- _Text section_:
((

7.2. Performance Impact Assessment - VM Workload (Cheat Sheet)

# Cheat Sheet - ZFS Performance 
# This mimics real VM I/O patterns with 4K blocks and high queue depths

# Login to the VM
TESTDIR="/testmirror"
mkdir ${TESTDIR}

# Baseline tests before failure
echo "=== BASELINE PERFORMANCE TESTS ==="

# Random write test (VM boot, application startup)
fio --direct=1 --iodepth=128 --rw=randwrite --ioengine=libaio --bs=4k \
    --size=1G --numjobs=1 --runtime=300 --group_reporting \
    --filename=${TESTDIR}/iotest-randwrite --name=Baseline_Random_Write
rm ${TESTDIR}/iotest-*; sync

# Random read test (database queries, file access)

))

- _List of tasks_:
1) In the ZFS performance cheat sheet, which directory is assigned to TESTDIR?
2) State whether each statement agrees with the ZFS performance cheat sheet, and quote the deciding words: (a) The random write test runs for 300 seconds. (b) The random write test uses a queue depth of 64. (c) The random write test uses a file size of 1G.

- _Supplied data_:

((

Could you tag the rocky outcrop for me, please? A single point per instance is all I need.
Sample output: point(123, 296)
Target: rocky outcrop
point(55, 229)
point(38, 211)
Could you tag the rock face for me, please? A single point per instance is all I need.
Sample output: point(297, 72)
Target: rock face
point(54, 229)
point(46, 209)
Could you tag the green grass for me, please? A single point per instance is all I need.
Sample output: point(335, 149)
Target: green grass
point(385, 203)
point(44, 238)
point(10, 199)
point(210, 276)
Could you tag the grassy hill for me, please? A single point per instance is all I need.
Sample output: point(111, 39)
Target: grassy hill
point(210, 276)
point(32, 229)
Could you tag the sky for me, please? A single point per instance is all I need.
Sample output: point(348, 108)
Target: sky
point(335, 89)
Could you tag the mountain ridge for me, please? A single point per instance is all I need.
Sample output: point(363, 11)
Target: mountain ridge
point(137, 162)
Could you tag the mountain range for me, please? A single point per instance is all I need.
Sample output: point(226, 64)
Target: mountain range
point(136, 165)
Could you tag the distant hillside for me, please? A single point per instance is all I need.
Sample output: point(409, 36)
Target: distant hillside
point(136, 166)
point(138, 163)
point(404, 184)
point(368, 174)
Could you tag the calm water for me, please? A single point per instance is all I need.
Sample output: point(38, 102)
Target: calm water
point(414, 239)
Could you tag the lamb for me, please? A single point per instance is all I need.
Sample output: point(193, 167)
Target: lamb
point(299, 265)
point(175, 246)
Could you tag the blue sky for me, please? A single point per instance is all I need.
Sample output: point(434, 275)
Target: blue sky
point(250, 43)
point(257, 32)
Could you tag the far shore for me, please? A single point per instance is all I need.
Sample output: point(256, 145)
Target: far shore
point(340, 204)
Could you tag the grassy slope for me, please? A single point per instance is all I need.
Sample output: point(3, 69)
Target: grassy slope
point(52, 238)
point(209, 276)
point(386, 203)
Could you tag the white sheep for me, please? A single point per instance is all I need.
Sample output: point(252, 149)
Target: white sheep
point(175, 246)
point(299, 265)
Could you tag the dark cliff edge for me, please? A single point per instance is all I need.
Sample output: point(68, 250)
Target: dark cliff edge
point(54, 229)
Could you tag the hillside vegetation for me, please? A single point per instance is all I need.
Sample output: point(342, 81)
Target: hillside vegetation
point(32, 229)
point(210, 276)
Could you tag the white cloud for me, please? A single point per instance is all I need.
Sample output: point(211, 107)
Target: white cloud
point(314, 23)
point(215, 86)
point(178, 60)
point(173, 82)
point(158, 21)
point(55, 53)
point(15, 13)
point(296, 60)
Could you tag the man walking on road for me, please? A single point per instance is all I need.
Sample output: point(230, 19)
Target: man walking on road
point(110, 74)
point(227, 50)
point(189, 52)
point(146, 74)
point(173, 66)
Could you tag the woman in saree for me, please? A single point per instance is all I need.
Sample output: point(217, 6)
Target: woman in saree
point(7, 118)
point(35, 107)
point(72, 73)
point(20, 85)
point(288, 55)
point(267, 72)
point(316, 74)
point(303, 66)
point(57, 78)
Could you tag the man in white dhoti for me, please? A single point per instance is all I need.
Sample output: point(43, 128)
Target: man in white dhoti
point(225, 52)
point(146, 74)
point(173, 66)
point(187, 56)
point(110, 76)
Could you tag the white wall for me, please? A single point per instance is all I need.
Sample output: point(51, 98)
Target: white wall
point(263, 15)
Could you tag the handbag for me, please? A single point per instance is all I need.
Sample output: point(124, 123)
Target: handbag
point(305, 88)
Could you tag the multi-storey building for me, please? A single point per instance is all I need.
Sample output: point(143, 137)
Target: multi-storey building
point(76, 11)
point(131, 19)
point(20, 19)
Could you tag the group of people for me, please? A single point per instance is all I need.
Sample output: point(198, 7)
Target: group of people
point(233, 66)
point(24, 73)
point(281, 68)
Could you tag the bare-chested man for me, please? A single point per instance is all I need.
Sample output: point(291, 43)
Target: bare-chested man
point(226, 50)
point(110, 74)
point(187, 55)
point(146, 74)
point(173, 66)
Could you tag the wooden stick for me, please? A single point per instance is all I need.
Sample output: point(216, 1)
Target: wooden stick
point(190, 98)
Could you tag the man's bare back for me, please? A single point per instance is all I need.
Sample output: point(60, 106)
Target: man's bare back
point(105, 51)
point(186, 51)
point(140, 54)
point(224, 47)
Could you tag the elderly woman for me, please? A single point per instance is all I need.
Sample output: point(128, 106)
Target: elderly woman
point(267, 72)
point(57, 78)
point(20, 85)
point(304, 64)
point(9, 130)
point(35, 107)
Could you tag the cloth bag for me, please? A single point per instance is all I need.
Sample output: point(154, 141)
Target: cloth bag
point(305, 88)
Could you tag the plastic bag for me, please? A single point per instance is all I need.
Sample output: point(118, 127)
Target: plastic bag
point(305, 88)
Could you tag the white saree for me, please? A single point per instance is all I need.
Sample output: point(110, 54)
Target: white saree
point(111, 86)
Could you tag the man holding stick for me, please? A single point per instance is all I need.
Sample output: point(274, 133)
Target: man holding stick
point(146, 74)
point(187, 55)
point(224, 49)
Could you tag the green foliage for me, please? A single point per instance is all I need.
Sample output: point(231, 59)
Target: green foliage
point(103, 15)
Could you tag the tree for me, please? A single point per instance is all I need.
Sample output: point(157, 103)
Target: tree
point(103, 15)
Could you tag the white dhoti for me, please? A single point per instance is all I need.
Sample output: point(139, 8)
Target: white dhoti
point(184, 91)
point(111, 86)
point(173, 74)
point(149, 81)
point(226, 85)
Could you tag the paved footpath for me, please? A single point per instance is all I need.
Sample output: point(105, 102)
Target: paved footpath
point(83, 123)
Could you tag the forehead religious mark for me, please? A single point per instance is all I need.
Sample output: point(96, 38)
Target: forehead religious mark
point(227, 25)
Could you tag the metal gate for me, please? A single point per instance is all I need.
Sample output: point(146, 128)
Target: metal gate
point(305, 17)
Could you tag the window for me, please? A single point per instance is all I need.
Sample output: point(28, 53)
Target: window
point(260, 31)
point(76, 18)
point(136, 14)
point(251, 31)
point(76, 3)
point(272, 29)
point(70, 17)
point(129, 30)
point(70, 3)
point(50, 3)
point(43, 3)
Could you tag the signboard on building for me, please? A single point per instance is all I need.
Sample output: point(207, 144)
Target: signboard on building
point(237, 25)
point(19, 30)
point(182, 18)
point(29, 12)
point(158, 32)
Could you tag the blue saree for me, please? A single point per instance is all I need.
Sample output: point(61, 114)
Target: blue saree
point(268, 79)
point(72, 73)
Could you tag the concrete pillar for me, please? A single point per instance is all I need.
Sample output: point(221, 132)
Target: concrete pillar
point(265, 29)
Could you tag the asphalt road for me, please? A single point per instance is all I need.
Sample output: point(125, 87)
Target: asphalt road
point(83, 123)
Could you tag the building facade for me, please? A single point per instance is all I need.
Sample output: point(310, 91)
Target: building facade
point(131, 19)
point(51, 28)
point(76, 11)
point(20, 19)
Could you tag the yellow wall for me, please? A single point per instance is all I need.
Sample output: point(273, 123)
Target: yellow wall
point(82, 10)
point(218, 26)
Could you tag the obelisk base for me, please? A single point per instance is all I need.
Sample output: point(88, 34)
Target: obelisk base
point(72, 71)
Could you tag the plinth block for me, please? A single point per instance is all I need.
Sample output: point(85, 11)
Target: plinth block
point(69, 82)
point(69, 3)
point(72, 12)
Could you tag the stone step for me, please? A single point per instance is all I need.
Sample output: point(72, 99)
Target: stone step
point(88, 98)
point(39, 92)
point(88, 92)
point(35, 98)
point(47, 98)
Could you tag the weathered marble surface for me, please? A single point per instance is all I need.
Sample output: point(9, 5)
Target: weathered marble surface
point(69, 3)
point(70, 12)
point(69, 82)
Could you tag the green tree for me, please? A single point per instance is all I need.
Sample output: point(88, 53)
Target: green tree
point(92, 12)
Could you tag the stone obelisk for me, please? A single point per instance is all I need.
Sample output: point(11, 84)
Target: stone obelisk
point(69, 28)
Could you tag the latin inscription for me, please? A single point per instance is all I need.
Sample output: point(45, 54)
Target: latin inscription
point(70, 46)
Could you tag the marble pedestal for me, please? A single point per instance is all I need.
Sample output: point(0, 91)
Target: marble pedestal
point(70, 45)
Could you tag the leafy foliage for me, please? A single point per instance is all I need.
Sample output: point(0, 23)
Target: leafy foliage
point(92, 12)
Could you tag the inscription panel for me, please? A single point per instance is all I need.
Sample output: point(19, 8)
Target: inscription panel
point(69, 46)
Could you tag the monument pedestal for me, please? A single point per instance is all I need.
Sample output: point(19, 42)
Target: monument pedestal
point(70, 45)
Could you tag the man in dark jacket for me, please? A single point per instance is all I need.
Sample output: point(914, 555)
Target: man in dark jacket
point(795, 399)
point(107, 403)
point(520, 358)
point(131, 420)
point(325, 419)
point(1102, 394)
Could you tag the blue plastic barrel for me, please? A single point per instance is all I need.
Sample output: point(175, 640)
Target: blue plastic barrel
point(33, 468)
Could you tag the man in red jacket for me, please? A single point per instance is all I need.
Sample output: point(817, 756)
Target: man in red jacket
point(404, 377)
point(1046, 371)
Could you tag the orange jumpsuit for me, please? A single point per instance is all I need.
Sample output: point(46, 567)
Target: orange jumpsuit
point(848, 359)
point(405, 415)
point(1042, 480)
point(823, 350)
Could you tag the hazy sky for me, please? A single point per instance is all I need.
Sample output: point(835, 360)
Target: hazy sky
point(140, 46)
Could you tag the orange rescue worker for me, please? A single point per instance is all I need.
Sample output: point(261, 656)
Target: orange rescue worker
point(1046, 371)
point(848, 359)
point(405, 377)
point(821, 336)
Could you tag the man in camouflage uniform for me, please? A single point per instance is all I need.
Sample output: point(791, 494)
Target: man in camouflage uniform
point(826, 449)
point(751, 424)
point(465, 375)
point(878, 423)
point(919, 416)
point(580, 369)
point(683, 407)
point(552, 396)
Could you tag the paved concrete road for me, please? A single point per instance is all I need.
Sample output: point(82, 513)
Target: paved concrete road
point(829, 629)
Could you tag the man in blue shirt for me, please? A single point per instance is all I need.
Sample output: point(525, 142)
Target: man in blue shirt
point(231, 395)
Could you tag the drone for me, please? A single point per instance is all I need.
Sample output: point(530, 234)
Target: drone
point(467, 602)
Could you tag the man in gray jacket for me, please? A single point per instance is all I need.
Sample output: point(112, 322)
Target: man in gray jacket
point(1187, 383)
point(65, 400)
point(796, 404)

))

- _Results for each task_:
1) /testmirror

2)
(a) Yes: "--runtime=300"
(b) No: "--iodepth=128"
(c) Yes: "--size=1G"